# ÉNONCÉ 1:
Reproduisez intégralement, à l'identique, le texte sur les nappes donné ci-dessous.

# TEXTE FOURNI:
○ ○ ○
Une histoire de nappes

Matéo Delesdiguieres


Vous avez déjà fait attention à l’allure d’une table ? Comment le tenancier a décidé de la vêtir d’une unique tenue chaque soir, pour chacun de ses services ? Moi ça me torture. Plutôt que de contempler les passantes que nous offrent les pavés parisiens, me voilà à braquer le regard sur les pupitres culinaires. Et alors Baudelaire devient :


La rue assourdissante autour de moi hurlait

Longue, mince, en grand deuil, douleur majestueuse,

Une table se dressa, d’un verre de Bordeaux

Soulevant, balançant sa nappe à carreaux.

Il m’arrive de la voir se dresser nue, à afficher sans aucune pudeur son bois robuste. La semaine, elle rentre de l'atelier en salopette jetable et se permet de jouer Bardot avec sa jupe à carreaux. Mais si vous avez de la chance, elle enfile sa tenue de soirée, chic et élégante, qu’est sa belle robe blanche. Au cours de nos nombreuses passades, j’ai fait un tour dans sa penderie, et c’était remarquable.


Histoire de nappes, nos adresses, l'intemporel


Les nappes dans la restauration reflètent un certain art de vivre à la française que de nombreux établissements se plaisent à cultiver. Je ne prétends pas théoriser la sociologie du linge de table, et vous trouverez sûrement une exception à chaque règle que je vais inventer. Mais la prochaine fois que vous irez bâfrer, vous regarderez en dessous de votre assiette, et là vous crierez au génie !
○ ○ ○
# DONNÉES FOURNIES:

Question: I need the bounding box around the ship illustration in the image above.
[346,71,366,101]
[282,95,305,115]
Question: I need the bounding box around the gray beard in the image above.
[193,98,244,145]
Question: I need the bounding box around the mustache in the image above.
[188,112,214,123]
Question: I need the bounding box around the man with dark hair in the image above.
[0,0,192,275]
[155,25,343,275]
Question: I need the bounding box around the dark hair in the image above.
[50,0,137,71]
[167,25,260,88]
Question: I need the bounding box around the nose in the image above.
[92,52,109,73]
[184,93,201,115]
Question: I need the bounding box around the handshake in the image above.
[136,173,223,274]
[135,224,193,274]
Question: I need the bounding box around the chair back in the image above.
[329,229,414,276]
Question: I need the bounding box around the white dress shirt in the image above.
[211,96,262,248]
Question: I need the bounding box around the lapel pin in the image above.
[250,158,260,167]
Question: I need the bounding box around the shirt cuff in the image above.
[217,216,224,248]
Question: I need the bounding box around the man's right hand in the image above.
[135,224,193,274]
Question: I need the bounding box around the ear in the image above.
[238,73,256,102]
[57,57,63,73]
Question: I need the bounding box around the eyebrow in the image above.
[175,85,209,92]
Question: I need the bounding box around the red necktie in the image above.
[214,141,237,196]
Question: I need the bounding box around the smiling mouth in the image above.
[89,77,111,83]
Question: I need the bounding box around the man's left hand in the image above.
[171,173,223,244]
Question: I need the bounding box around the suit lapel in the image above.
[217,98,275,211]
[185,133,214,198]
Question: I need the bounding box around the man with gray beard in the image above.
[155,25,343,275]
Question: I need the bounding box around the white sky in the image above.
○ ○ ○
# ÉNONCÉ 2:
Reportez chaque ligne de la liste ci-dessus où figure le mot « dark ».

# CORRIGÉ COMPLET 1:
Une histoire de nappes

Matéo Delesdiguieres


Vous avez déjà fait attention à l’allure d’une table ? Comment le tenancier a décidé de la vêtir d’une unique tenue chaque soir, pour chacun de ses services ? Moi ça me torture. Plutôt que de contempler les passantes que nous offrent les pavés parisiens, me voilà à braquer le regard sur les pupitres culinaires. Et alors Baudelaire devient :


La rue assourdissante autour de moi hurlait

Longue, mince, en grand deuil, douleur majestueuse,

Une table se dressa, d’un verre de Bordeaux

Soulevant, balançant sa nappe à carreaux.

Il m’arrive de la voir se dresser nue, à afficher sans aucune pudeur son bois robuste. La semaine, elle rentre de l'atelier en salopette jetable et se permet de jouer Bardot avec sa jupe à carreaux. Mais si vous avez de la chance, elle enfile sa tenue de soirée, chic et élégante, qu’est sa belle robe blanche. Au cours de nos nombreuses passades, j’ai fait un tour dans sa penderie, et c’était remarquable.


Histoire de nappes, nos adresses, l'intemporel


Les nappes dans la restauration reflètent un certain art de vivre à la française que de nombreux établissements se plaisent à cultiver. Je ne prétends pas théoriser la sociologie du linge de table, et vous trouverez sûrement une exception à chaque règle que je vais inventer. Mais la prochaine fois que vous irez bâfrer, vous regarderez en dessous de votre assiette, et là vous crierez au génie !

# CORRIGÉ COMPLET 2:
Question: I need the bounding box around the man with dark hair in the image above.
Question: I need the bounding box around the dark hair in the image above.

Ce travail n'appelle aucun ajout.